What the exercise asks
Look through the data below and extract, unchanged, the lines from the one that contains "of the audi" to the one that contains "the player's right", both included.

Supplied information

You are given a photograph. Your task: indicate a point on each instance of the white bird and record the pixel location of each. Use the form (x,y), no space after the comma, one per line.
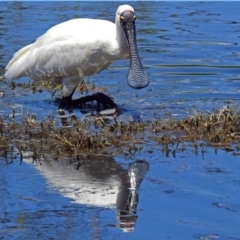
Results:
(77,48)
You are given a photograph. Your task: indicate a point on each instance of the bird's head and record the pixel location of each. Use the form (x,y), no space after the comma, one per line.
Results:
(137,77)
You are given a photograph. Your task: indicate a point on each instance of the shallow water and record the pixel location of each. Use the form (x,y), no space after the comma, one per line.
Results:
(191,52)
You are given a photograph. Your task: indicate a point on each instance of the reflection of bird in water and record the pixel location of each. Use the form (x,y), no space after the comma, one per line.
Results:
(99,182)
(128,212)
(72,50)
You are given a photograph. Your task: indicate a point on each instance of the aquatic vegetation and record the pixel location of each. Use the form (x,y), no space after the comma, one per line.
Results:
(93,136)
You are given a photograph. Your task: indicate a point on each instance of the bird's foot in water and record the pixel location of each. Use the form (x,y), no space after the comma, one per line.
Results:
(103,102)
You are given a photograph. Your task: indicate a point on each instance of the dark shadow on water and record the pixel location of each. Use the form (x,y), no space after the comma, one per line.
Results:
(99,182)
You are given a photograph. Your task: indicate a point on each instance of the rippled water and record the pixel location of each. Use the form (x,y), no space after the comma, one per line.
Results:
(191,52)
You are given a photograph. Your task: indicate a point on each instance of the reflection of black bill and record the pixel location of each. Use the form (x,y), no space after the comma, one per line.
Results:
(128,215)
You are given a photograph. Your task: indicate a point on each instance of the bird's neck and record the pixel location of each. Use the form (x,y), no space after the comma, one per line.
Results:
(122,42)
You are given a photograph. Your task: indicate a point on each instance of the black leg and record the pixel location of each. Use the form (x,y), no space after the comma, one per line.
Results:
(101,98)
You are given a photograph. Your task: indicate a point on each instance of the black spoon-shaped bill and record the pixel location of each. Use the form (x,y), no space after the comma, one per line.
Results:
(137,77)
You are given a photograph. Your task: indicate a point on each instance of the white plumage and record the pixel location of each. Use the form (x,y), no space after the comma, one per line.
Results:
(72,50)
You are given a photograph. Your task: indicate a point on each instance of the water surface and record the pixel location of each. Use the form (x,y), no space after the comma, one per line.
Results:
(191,52)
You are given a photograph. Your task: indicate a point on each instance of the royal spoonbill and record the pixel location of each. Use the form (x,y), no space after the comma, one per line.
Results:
(77,48)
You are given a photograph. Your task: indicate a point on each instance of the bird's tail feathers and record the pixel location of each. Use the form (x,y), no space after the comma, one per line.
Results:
(16,67)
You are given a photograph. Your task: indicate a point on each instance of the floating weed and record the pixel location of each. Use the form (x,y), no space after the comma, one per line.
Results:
(95,136)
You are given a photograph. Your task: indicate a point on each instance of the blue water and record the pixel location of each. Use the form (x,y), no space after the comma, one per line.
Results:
(191,53)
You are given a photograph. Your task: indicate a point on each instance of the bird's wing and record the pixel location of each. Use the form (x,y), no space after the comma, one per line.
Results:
(75,47)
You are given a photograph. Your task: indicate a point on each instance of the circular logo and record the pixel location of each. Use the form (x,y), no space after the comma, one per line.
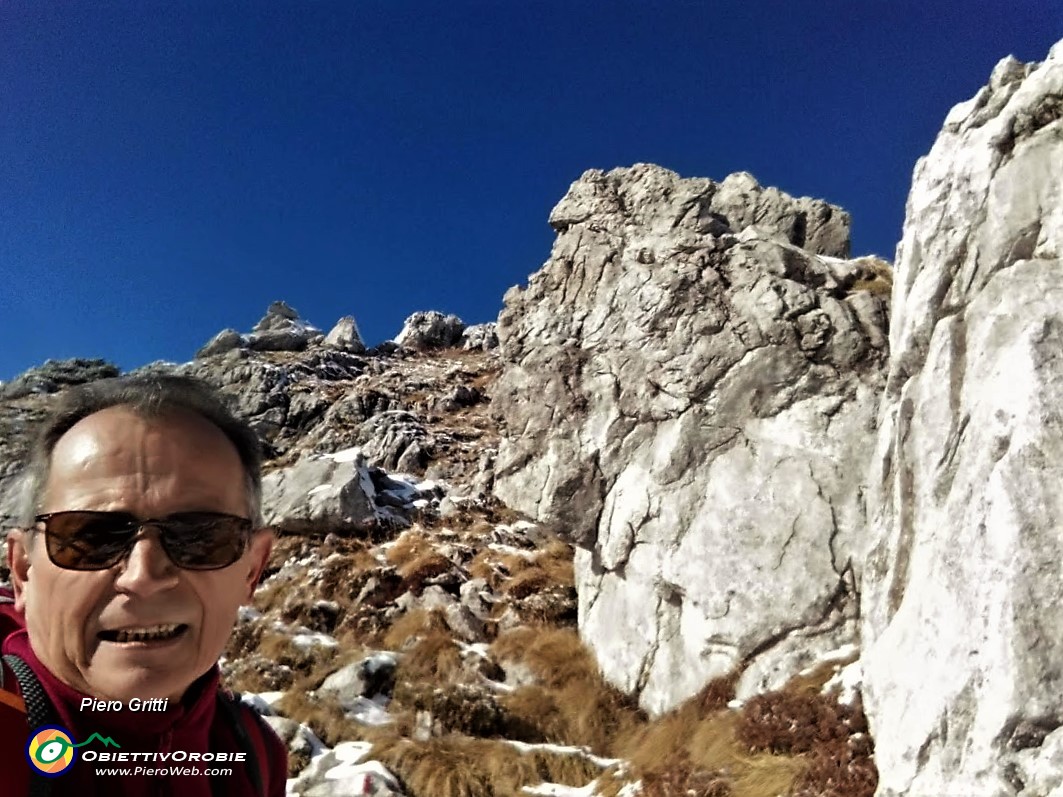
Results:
(50,750)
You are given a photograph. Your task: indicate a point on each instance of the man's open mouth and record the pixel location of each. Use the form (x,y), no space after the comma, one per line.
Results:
(148,633)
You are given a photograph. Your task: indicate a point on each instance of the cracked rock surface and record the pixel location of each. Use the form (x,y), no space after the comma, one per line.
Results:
(962,595)
(689,394)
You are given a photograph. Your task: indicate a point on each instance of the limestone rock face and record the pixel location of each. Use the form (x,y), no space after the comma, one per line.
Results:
(282,329)
(706,207)
(962,598)
(54,375)
(223,341)
(320,495)
(346,336)
(432,329)
(481,336)
(691,401)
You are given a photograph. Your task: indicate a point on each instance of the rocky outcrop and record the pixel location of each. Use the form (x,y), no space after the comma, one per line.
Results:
(481,336)
(962,596)
(320,495)
(689,395)
(432,329)
(714,208)
(56,374)
(282,329)
(346,336)
(226,340)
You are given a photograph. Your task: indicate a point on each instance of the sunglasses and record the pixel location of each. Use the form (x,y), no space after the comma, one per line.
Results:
(83,540)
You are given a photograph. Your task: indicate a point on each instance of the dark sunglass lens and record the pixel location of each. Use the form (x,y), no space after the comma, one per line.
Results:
(203,541)
(88,540)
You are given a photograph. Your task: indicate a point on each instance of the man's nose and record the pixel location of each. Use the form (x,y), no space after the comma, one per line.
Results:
(147,569)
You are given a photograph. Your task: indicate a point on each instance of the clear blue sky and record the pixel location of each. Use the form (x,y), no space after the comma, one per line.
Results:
(169,168)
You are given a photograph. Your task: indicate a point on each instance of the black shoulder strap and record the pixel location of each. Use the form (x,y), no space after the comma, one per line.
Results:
(231,708)
(38,712)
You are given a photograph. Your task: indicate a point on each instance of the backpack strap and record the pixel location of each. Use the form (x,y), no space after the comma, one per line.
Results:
(234,713)
(38,710)
(10,698)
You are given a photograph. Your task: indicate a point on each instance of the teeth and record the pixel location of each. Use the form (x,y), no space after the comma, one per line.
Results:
(146,634)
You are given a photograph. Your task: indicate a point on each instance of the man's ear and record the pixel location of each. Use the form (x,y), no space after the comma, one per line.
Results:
(262,545)
(19,542)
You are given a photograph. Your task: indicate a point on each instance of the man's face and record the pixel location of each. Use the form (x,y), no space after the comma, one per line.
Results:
(116,461)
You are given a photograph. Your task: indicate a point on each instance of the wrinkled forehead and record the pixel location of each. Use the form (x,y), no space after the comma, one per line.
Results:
(119,460)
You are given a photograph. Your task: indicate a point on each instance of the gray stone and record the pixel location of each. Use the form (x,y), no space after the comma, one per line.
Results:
(342,772)
(346,336)
(54,375)
(395,440)
(282,329)
(300,740)
(645,194)
(432,329)
(962,600)
(320,494)
(483,337)
(374,675)
(279,316)
(226,340)
(693,411)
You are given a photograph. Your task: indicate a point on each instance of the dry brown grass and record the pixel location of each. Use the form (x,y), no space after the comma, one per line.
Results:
(876,277)
(457,766)
(572,704)
(326,719)
(830,739)
(276,646)
(408,546)
(415,573)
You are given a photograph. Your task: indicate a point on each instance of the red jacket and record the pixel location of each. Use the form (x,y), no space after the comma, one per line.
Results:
(195,726)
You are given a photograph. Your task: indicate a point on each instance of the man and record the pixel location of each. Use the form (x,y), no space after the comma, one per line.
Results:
(140,539)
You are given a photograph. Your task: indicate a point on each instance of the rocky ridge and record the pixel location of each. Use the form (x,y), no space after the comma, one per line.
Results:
(741,504)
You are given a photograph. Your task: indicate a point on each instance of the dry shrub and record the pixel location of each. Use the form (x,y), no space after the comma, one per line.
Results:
(439,767)
(585,710)
(831,739)
(533,715)
(677,779)
(812,681)
(412,625)
(340,574)
(279,648)
(694,749)
(431,654)
(526,582)
(556,656)
(792,724)
(876,276)
(416,572)
(495,567)
(459,708)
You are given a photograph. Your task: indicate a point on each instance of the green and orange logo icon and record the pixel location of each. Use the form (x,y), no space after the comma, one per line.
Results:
(51,750)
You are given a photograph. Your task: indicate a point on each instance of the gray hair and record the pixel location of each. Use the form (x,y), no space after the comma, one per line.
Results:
(149,396)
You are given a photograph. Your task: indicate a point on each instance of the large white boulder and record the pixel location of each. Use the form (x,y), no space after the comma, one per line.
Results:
(963,583)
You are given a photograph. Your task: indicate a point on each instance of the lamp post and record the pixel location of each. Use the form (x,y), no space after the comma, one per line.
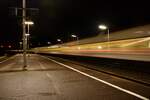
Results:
(104,27)
(75,36)
(28,23)
(24,32)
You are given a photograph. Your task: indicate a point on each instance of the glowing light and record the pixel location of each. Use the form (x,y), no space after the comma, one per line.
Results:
(103,27)
(29,23)
(99,47)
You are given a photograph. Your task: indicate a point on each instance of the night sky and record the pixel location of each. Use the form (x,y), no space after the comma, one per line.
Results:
(60,18)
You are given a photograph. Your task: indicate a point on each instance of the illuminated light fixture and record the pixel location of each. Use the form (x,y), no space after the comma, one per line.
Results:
(58,40)
(103,27)
(29,23)
(99,47)
(27,34)
(73,36)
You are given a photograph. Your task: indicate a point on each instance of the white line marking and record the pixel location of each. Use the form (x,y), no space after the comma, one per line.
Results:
(102,81)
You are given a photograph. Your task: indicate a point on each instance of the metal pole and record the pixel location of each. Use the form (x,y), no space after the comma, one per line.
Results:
(28,36)
(108,37)
(24,32)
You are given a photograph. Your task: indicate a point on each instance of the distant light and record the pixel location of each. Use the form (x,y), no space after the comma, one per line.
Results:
(20,42)
(58,40)
(103,27)
(29,23)
(9,46)
(27,34)
(73,36)
(99,47)
(2,46)
(79,48)
(48,42)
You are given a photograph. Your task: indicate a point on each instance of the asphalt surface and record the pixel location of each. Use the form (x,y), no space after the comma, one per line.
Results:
(47,79)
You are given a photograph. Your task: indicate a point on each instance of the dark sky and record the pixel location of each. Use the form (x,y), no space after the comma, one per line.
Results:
(60,18)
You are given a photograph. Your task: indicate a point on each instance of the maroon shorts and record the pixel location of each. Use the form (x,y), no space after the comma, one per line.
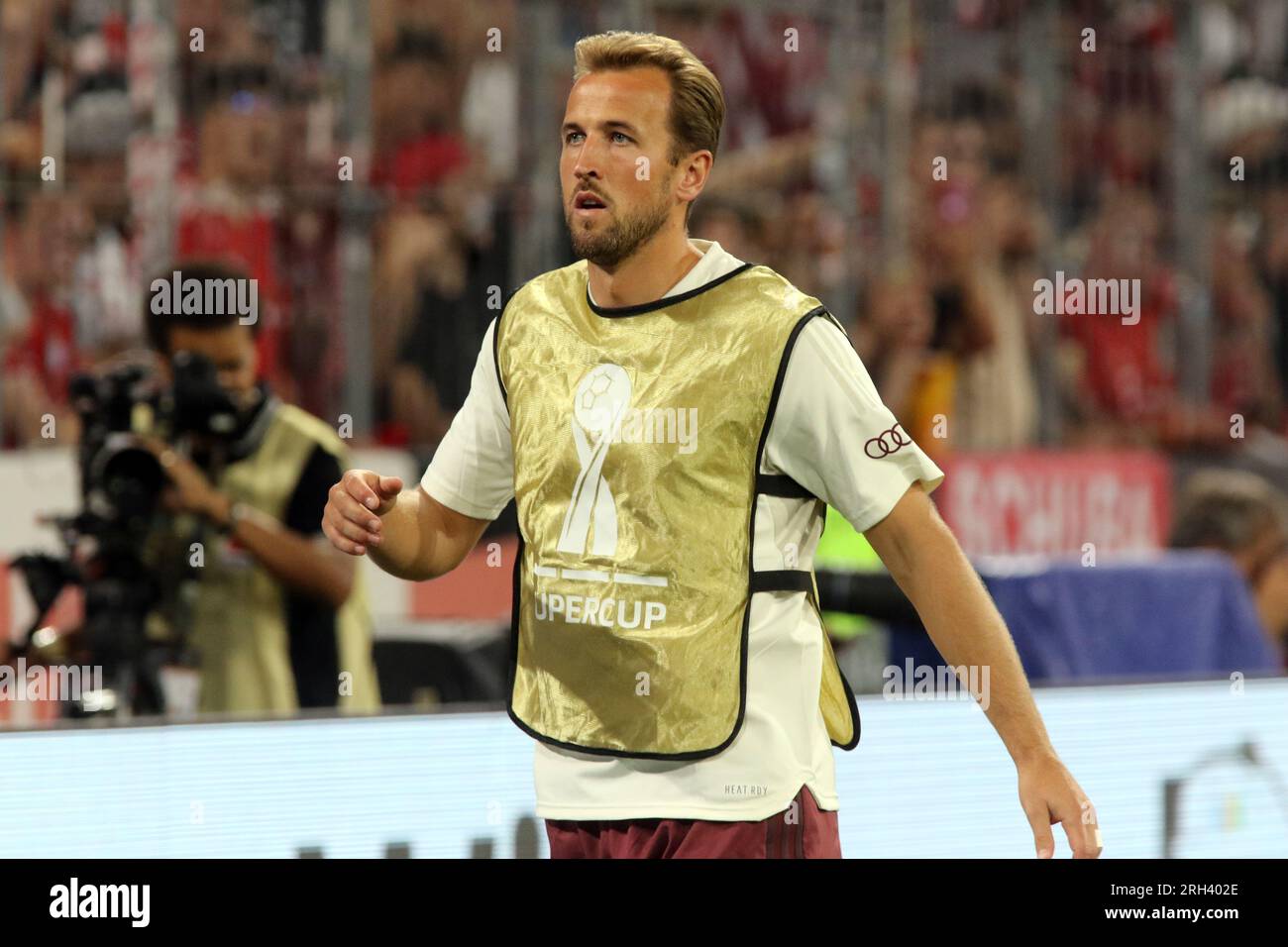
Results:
(800,831)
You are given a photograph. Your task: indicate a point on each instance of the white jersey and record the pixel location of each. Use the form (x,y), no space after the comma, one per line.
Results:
(827,411)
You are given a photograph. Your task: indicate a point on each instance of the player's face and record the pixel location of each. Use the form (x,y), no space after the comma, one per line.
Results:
(616,145)
(231,348)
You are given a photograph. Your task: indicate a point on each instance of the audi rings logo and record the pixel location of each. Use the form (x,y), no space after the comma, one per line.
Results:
(887,442)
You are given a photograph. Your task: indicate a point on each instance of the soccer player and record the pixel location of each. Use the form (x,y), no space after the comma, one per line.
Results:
(671,423)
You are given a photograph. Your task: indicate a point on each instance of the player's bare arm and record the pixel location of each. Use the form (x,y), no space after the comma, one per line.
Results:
(406,532)
(961,618)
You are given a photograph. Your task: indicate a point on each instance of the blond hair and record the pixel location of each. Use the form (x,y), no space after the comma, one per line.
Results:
(697,101)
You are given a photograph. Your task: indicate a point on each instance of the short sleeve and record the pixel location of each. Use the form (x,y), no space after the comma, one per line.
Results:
(833,436)
(312,491)
(473,468)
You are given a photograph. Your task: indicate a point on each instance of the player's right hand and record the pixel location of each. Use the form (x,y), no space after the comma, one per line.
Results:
(355,506)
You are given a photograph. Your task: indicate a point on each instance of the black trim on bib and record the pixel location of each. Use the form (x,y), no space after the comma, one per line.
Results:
(781,484)
(782,579)
(661,303)
(496,357)
(751,526)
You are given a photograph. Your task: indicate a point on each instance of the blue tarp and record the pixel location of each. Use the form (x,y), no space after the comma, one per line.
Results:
(1173,615)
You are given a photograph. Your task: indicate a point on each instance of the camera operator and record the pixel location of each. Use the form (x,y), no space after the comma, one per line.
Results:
(279,618)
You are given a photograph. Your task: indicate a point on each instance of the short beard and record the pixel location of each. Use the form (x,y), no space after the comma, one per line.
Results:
(621,237)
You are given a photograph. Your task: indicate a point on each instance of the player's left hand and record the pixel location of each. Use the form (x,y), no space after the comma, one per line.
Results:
(1048,793)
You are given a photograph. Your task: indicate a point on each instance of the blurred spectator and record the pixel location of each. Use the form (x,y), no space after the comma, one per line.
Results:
(416,132)
(1243,515)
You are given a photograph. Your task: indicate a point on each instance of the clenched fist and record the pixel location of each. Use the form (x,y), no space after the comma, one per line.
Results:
(355,506)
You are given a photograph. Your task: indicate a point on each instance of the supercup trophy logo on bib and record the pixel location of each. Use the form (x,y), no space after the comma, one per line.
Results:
(601,397)
(601,416)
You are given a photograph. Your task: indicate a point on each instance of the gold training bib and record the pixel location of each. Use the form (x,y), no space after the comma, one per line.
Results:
(638,436)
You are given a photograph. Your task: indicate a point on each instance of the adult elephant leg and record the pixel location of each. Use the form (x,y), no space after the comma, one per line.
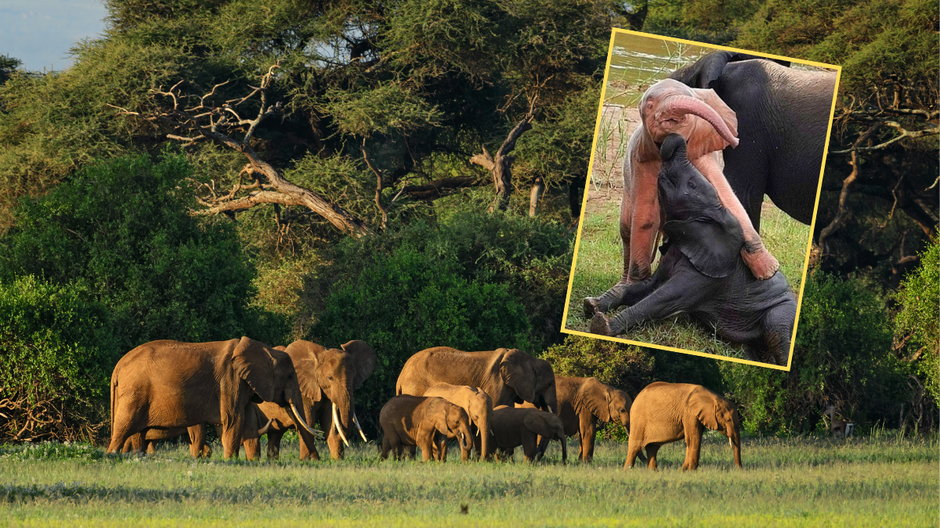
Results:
(274,443)
(762,264)
(778,327)
(679,293)
(693,444)
(587,432)
(651,450)
(633,448)
(197,440)
(612,297)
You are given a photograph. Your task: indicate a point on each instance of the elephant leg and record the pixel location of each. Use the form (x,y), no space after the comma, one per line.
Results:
(231,435)
(274,444)
(762,264)
(679,293)
(651,450)
(586,431)
(778,328)
(197,440)
(633,448)
(693,445)
(529,448)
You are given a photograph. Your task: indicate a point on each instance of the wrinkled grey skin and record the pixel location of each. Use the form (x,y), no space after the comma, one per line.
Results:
(702,273)
(783,114)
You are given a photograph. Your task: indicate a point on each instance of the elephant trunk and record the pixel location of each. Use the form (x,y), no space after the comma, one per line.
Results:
(684,104)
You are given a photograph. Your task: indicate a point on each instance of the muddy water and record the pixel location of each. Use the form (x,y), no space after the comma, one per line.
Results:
(637,62)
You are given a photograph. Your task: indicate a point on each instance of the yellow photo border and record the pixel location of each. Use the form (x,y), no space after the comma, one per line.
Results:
(809,243)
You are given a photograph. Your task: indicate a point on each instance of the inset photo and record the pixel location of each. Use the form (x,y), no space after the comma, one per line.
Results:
(702,192)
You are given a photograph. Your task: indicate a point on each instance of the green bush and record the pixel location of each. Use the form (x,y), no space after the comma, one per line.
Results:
(917,326)
(121,230)
(56,353)
(106,261)
(470,280)
(842,357)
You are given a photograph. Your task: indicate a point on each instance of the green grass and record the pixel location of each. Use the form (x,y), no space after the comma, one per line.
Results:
(799,482)
(600,262)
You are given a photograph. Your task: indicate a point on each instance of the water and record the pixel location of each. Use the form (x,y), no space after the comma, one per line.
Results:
(637,62)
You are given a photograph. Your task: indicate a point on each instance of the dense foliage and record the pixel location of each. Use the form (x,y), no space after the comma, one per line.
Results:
(102,263)
(470,280)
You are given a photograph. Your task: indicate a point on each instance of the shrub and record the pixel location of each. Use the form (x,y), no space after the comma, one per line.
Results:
(56,353)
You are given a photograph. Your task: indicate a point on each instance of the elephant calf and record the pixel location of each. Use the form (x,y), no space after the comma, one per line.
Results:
(521,426)
(583,402)
(701,271)
(419,421)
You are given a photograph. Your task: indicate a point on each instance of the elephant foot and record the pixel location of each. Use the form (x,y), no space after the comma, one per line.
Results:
(600,325)
(590,306)
(762,264)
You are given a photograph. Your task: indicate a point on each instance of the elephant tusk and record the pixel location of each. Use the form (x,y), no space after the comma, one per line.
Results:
(339,426)
(361,432)
(300,420)
(264,430)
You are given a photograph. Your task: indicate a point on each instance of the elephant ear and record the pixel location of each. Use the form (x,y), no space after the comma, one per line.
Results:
(303,354)
(364,360)
(704,138)
(712,241)
(704,406)
(253,362)
(516,371)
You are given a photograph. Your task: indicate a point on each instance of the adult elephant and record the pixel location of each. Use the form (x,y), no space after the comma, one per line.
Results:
(409,421)
(585,402)
(478,406)
(667,412)
(507,375)
(171,384)
(783,114)
(254,425)
(328,379)
(701,272)
(708,125)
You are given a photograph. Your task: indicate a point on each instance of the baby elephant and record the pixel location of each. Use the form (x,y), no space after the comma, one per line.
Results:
(701,271)
(515,426)
(420,421)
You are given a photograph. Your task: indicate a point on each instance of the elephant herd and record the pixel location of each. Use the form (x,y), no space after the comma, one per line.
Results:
(490,402)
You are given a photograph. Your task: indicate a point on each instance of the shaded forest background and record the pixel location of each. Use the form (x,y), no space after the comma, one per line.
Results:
(409,173)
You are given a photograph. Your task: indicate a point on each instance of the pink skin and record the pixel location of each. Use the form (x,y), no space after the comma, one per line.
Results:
(670,107)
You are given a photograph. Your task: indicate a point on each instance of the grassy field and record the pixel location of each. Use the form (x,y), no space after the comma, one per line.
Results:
(800,482)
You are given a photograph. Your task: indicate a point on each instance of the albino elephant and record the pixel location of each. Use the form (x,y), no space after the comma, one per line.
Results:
(507,375)
(522,426)
(328,378)
(583,402)
(170,384)
(667,412)
(477,404)
(708,126)
(419,421)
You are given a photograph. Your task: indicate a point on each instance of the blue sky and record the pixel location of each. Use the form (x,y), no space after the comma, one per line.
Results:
(41,32)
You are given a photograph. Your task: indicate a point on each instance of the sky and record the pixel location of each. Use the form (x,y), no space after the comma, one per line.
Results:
(40,33)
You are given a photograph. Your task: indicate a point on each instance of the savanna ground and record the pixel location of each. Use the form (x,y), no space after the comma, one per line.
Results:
(600,254)
(880,481)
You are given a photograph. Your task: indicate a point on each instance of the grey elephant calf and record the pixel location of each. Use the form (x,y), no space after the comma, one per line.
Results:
(701,271)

Exercise result
You are given a photograph. Your task: indicate a point on each instance of the audi rings logo and record the pixel location of each. Use the form (x,y), no space after the comma, one per line.
Results:
(887,442)
You are given a photograph. Your task: indicate a point on each instance of the soccer player and record the pixel location of each. Use the form (x,y), no space after the comma, one per line.
Results:
(671,423)
You are given a photograph. Your task: indicate a point on each instance of the player's bare arm and record the pixel location of each. Use the form (x,y), no space after the comma, one per line.
Results:
(406,532)
(961,618)
You are given a photograph. Your task: indicate a point on each instance of the blond hair and record the pixel location of each. Use the form (x,y), no space after the comma, one per line.
Results:
(697,101)
You are given a photograph. Your task: indicate a point on each instance of the short sleeve and record the pixel location of each. Use the form (x,y), no space after the comma, one per line.
Results:
(833,436)
(312,491)
(473,468)
You are given a photograph. Your task: indicate a point on each instance of the player's right hand and record the pixel location of each. Use the form (x,y), no space after the comma, one per line.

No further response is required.